**EXERCISE REQUIREMENTS**
Switch each "point at" in the records below to "locate", and write the records out again with everything else left the same.

**INPUT RECORDS**

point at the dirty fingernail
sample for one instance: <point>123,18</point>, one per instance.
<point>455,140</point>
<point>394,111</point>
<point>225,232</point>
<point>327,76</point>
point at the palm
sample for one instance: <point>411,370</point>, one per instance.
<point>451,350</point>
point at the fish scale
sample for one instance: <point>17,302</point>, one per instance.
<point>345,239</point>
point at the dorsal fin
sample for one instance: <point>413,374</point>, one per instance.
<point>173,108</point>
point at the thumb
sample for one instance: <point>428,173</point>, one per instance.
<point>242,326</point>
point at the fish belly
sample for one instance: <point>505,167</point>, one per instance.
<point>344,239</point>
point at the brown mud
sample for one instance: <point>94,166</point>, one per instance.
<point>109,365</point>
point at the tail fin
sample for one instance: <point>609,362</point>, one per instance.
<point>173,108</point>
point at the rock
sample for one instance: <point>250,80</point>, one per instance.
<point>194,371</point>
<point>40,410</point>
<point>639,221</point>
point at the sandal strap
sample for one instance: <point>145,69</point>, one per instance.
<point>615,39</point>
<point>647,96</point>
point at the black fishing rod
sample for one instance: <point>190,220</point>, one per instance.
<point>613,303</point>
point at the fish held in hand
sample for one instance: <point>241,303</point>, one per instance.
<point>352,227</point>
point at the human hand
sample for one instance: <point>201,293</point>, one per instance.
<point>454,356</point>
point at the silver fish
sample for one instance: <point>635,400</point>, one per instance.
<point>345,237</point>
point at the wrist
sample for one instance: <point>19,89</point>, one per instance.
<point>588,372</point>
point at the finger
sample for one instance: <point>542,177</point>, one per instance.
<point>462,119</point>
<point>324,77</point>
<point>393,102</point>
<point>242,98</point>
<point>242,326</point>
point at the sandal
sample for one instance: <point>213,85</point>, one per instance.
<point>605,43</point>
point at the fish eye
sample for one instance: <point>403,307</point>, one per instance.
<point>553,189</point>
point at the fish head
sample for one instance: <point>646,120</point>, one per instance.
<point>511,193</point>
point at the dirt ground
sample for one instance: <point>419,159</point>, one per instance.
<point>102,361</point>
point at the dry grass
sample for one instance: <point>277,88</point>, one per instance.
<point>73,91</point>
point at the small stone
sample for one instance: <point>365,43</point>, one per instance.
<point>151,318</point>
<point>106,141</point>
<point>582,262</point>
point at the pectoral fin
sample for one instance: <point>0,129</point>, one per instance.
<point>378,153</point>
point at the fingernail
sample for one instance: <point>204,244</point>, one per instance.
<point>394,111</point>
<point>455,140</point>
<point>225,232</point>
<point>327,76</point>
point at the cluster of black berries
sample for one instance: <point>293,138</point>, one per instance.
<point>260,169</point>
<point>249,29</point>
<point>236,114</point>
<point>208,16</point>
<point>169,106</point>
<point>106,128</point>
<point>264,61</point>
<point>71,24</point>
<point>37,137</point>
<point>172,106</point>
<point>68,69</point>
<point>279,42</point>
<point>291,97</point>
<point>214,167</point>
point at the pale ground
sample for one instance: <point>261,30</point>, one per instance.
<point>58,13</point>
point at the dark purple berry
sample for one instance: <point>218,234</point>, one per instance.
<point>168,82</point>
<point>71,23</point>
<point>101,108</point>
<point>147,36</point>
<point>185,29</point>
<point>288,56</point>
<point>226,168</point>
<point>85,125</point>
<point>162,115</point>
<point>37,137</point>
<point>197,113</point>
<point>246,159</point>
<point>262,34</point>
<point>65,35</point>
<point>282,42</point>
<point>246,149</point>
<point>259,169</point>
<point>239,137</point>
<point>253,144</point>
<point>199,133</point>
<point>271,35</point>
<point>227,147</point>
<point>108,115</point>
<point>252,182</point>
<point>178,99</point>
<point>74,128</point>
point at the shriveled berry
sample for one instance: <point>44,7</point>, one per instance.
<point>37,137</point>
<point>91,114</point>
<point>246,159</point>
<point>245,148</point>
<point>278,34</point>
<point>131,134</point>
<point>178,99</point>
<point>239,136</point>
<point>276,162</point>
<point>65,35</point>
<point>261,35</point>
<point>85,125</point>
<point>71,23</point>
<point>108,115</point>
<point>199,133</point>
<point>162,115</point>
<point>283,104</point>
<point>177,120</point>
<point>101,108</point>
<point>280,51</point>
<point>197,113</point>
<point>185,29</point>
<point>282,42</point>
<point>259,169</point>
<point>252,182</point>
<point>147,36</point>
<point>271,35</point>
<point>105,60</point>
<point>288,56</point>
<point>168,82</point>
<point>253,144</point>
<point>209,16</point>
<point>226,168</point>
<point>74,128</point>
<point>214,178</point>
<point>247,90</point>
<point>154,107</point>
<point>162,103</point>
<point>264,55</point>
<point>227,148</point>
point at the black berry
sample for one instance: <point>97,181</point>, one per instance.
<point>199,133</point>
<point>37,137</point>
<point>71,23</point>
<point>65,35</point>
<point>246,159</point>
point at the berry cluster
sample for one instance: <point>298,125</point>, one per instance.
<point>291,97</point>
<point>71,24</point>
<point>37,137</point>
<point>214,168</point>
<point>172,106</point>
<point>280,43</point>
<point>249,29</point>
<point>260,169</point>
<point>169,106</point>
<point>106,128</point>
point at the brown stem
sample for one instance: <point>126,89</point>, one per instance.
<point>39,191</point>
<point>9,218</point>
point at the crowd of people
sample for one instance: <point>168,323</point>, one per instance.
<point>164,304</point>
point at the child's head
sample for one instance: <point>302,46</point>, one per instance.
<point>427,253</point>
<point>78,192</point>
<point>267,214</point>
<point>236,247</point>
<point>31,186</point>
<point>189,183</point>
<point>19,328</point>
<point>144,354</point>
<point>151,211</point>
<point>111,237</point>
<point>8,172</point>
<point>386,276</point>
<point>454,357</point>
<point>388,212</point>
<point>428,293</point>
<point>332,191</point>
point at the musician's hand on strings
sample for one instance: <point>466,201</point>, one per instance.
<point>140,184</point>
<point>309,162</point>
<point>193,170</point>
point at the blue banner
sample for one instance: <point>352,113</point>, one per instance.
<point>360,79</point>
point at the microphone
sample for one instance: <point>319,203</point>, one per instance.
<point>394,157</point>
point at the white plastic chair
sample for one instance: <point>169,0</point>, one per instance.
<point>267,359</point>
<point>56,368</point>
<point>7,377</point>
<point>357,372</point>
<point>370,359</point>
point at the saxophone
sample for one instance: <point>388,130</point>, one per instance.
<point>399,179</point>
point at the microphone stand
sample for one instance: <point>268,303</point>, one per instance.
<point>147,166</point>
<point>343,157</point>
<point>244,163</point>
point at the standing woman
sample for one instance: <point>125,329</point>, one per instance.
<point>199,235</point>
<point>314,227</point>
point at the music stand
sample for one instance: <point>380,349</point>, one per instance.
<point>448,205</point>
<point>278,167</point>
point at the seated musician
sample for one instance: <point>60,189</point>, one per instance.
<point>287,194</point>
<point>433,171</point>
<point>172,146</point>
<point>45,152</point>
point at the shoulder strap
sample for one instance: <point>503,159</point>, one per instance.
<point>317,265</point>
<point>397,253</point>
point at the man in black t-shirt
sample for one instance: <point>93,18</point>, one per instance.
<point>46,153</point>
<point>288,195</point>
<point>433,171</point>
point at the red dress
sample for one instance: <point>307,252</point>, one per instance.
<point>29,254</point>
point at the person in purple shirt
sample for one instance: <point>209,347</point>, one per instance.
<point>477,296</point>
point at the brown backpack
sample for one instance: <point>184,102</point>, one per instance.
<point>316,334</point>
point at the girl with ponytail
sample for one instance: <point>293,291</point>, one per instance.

**EXPECTED OUTPUT**
locate the dirty fingernail
sample for one instance: <point>123,18</point>, one per instance.
<point>455,140</point>
<point>394,111</point>
<point>225,232</point>
<point>327,76</point>
locate the palm
sample for one instance: <point>411,370</point>, one per instance.
<point>451,350</point>
locate the fish scale
sample for one instance: <point>17,302</point>, one per instance.
<point>345,239</point>
locate the dorsal fin
sample for one instance: <point>413,374</point>, one per instance.
<point>173,108</point>
locate the thumb
sample for one instance: <point>428,173</point>, one per instance.
<point>242,326</point>
locate the fish belly
sample for one instance: <point>505,167</point>, one per instance.
<point>344,239</point>
locate the brown mud
sample for one instance: <point>94,166</point>, one per instance.
<point>109,365</point>
locate the tail fin
sample for one instance: <point>609,362</point>, one per instance.
<point>173,108</point>
locate the rock
sample for one instance: <point>250,80</point>, one per instance.
<point>194,371</point>
<point>40,410</point>
<point>639,221</point>
locate the sandal strap
sample for one instance: <point>145,69</point>, one per instance.
<point>615,39</point>
<point>647,96</point>
locate the black fishing rod
sample for one instance: <point>190,220</point>, one per instance.
<point>613,303</point>
locate the fish held in hand
sample for one instance: <point>241,303</point>, one per instance.
<point>352,227</point>
locate the human hand
sample for one instance: <point>201,293</point>, one per instance.
<point>454,356</point>
locate the silver fish
sample for one instance: <point>635,400</point>, one per instance.
<point>345,237</point>
locate the wrist
sample for one instance: <point>19,89</point>, one per instance.
<point>588,372</point>
locate the finger
sample for one instance: <point>542,177</point>, one per instance.
<point>462,119</point>
<point>324,77</point>
<point>393,102</point>
<point>242,98</point>
<point>242,326</point>
locate the sandal
sample for one instance: <point>213,85</point>, one per instance.
<point>605,43</point>
locate the fish eye
sample for one instance: <point>403,307</point>, one per instance.
<point>553,189</point>
locate the fish head
sample for one instance: <point>646,120</point>, one per instance.
<point>511,193</point>
locate the dirt ground
sample for one instance: <point>419,159</point>, one per instance.
<point>102,361</point>
locate the dry grass
sample for one instance: <point>277,88</point>, one per instance.
<point>73,91</point>
locate the small stone
sample for one instance: <point>365,43</point>, one per instance.
<point>151,318</point>
<point>106,141</point>
<point>582,262</point>
locate the pectoral fin
sample for one instance: <point>0,129</point>, one per instance.
<point>378,153</point>
locate the fingernail
sample for one instance: <point>204,244</point>, one per instance.
<point>394,111</point>
<point>455,140</point>
<point>225,232</point>
<point>327,76</point>
locate the cluster of black berries
sample for one instance: <point>293,138</point>, one per instance.
<point>260,169</point>
<point>249,29</point>
<point>236,114</point>
<point>208,16</point>
<point>169,106</point>
<point>106,128</point>
<point>264,61</point>
<point>71,24</point>
<point>37,137</point>
<point>172,106</point>
<point>68,69</point>
<point>279,42</point>
<point>291,97</point>
<point>214,167</point>
locate the pale ground
sample for one instance: <point>261,30</point>, one per instance.
<point>58,13</point>
locate the dark purple berry
sample for one instance: <point>218,234</point>, one per instance.
<point>168,82</point>
<point>71,23</point>
<point>101,108</point>
<point>147,36</point>
<point>185,29</point>
<point>288,56</point>
<point>226,168</point>
<point>85,125</point>
<point>162,115</point>
<point>37,137</point>
<point>197,113</point>
<point>246,159</point>
<point>262,34</point>
<point>65,35</point>
<point>282,42</point>
<point>246,149</point>
<point>259,169</point>
<point>239,137</point>
<point>253,144</point>
<point>199,133</point>
<point>271,35</point>
<point>227,147</point>
<point>108,115</point>
<point>252,182</point>
<point>178,99</point>
<point>74,128</point>
locate the shriveled berry
sample for one instance: <point>44,7</point>, one per instance.
<point>37,137</point>
<point>91,114</point>
<point>246,159</point>
<point>245,148</point>
<point>278,34</point>
<point>131,134</point>
<point>178,99</point>
<point>239,136</point>
<point>276,162</point>
<point>65,35</point>
<point>261,35</point>
<point>85,125</point>
<point>71,23</point>
<point>108,115</point>
<point>199,133</point>
<point>162,115</point>
<point>283,104</point>
<point>177,120</point>
<point>101,108</point>
<point>280,51</point>
<point>197,113</point>
<point>185,29</point>
<point>282,42</point>
<point>259,169</point>
<point>252,182</point>
<point>147,36</point>
<point>271,35</point>
<point>105,60</point>
<point>288,56</point>
<point>168,82</point>
<point>253,144</point>
<point>209,16</point>
<point>226,168</point>
<point>74,128</point>
<point>214,178</point>
<point>247,90</point>
<point>154,107</point>
<point>162,103</point>
<point>264,55</point>
<point>227,148</point>
locate the black berry
sample for one instance: <point>97,181</point>, one per instance.
<point>199,133</point>
<point>37,137</point>
<point>71,23</point>
<point>65,35</point>
<point>246,159</point>
locate the berry cluster
sample for one instance: <point>298,125</point>, one per instance.
<point>291,97</point>
<point>71,24</point>
<point>37,137</point>
<point>214,168</point>
<point>172,106</point>
<point>280,43</point>
<point>249,29</point>
<point>260,169</point>
<point>169,106</point>
<point>106,128</point>
locate the brown stem
sample for one instance: <point>126,89</point>, one per instance.
<point>39,191</point>
<point>9,218</point>
locate the crowd of people
sample for one instance: <point>168,323</point>, one per instance.
<point>164,304</point>
locate the child's head
sample for one instance: <point>302,46</point>, one per instance.
<point>427,253</point>
<point>78,192</point>
<point>267,214</point>
<point>236,247</point>
<point>31,186</point>
<point>189,183</point>
<point>19,328</point>
<point>144,354</point>
<point>151,211</point>
<point>111,237</point>
<point>8,172</point>
<point>386,276</point>
<point>454,357</point>
<point>388,212</point>
<point>428,293</point>
<point>332,191</point>
locate the musician's hand on strings
sample for one instance: <point>466,201</point>, one per instance.
<point>140,184</point>
<point>309,162</point>
<point>193,170</point>
locate the blue banner
sample for one instance: <point>352,113</point>, one per instance.
<point>360,79</point>
locate the microphone
sample for one instance: <point>319,203</point>, one per instance.
<point>394,157</point>
locate the white plastic chair
sample for one instance: <point>169,0</point>, one per instance.
<point>267,359</point>
<point>56,368</point>
<point>7,377</point>
<point>357,372</point>
<point>370,359</point>
locate the saxophone
sample for one instance: <point>388,130</point>, one per instance.
<point>399,179</point>
locate the microphone stand
sample for one instance: <point>268,303</point>, one per instance.
<point>147,166</point>
<point>343,157</point>
<point>244,163</point>
locate the standing woman
sample for one instance: <point>125,329</point>, one per instance.
<point>199,235</point>
<point>314,227</point>
locate the music stand
sample for one instance: <point>380,349</point>, one per instance.
<point>448,205</point>
<point>278,167</point>
locate the seated musician
sample for one instance: <point>60,189</point>, one per instance.
<point>287,194</point>
<point>433,171</point>
<point>172,146</point>
<point>45,152</point>
locate the shoulder strap
sample for one instance: <point>503,159</point>, one per instance.
<point>317,265</point>
<point>397,253</point>
locate the man in black t-shirt
sample for one instance: <point>93,18</point>, one per instance.
<point>46,153</point>
<point>288,195</point>
<point>433,171</point>
locate the red dress
sample for one instance: <point>307,252</point>, one per instance.
<point>29,254</point>
locate the person in purple shirt
sample for one instance: <point>209,347</point>, one per instance.
<point>477,296</point>
locate the brown backpack
sample for one instance: <point>184,102</point>, one per instance.
<point>316,334</point>
locate the girl with ponytail
sample for one instance: <point>293,291</point>, one per instance.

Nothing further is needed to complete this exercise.